Data extracted from a collection:
--
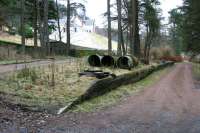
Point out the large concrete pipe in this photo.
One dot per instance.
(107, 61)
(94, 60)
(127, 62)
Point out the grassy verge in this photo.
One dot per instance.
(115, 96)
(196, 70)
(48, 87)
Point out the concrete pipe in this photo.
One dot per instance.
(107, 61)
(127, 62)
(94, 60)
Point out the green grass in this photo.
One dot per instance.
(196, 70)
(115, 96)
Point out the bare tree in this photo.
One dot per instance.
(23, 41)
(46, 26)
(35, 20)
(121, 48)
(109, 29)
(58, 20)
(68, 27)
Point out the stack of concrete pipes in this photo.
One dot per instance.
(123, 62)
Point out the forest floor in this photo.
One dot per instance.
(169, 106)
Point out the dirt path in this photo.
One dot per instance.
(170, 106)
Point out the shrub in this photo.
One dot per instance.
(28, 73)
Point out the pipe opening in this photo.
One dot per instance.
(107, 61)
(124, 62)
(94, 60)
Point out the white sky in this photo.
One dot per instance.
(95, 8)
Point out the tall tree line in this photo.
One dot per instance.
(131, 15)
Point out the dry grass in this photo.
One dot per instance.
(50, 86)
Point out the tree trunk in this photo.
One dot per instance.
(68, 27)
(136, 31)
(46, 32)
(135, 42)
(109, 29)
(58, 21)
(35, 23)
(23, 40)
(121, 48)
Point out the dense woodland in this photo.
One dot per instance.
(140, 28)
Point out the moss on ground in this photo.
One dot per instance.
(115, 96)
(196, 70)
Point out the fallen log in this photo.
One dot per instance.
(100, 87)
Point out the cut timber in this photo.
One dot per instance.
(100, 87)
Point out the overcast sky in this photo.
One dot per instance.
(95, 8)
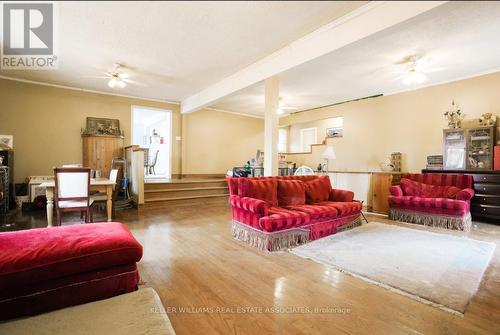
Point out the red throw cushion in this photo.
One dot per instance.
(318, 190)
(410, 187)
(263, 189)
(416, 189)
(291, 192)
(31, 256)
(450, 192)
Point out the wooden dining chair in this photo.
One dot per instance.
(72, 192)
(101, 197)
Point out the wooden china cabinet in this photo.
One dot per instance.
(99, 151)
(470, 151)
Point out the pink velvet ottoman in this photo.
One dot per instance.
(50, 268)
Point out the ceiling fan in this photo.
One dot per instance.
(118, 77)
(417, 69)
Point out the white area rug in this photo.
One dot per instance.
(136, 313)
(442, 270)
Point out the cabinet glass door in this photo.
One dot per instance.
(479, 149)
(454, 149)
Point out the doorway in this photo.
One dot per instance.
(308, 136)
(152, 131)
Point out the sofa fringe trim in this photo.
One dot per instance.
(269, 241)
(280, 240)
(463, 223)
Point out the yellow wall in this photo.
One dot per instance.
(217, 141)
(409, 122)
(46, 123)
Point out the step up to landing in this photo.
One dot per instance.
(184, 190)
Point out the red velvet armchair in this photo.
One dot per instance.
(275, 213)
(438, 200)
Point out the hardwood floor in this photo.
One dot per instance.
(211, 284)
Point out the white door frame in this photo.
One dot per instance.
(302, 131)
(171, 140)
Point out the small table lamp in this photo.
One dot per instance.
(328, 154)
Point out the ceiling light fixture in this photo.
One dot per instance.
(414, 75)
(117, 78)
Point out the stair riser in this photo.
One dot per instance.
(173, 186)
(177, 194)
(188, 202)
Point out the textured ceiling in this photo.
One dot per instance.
--
→ **Exercise aim**: Copy the lines from the one containing "Point out the red velvet" through the end of the records, with the request text left unchanged. Multiply each coordinate in the answer points by 1.75 and round to the nearest whole number, rounding halves up.

→ **Exercise answer**:
Point out the red velvet armchair in this photo.
One dot per instance.
(481, 373)
(767, 350)
Point out the hardwood floor in this photo.
One dot per instance.
(369, 497)
Point out the white door frame in this photo.
One dot per instance.
(529, 229)
(299, 245)
Point out the small table lamp in this photo.
One dot per instance.
(574, 270)
Point out the ceiling light fixture in this photo.
One dot per instance.
(725, 131)
(205, 137)
Point out the stair riser in this photo.
One dot per instance.
(303, 326)
(310, 340)
(329, 354)
Point out the textured ceiling in this photo.
One dot per instance.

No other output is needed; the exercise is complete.